▸ EXERCISE DETAILS
Copy the items below, without changes, from the line containing "pillow present in the image above." through the line containing "[0,0,800,578]", including both of those lines.
.....
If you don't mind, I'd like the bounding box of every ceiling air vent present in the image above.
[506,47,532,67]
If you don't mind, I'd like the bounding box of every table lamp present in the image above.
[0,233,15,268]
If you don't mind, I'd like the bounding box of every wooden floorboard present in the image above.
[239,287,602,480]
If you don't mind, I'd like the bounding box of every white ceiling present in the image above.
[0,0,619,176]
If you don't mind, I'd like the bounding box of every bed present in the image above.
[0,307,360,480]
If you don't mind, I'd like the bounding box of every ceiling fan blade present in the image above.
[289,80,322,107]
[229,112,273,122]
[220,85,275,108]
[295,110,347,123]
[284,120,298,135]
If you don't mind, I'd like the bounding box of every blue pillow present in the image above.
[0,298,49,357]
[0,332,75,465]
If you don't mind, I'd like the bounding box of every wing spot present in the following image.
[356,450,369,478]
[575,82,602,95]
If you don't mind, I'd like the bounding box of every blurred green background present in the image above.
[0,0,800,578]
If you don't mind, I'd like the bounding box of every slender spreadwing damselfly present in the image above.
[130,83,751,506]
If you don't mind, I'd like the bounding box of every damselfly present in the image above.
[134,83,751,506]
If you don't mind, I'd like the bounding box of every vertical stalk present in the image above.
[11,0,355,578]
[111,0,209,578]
.....
▸ SOLUTION TO THIS EXERCISE
If you don't mind, I'd like the bounding box of every blue pillow present in the image above.
[0,298,49,357]
[0,332,75,465]
If you don't mind, I'd like the bounding box of every wing spot present in the following image.
[356,450,369,478]
[575,82,602,95]
If you don't mind, I'd like the bounding box of every blurred green background present in the image above.
[0,0,800,578]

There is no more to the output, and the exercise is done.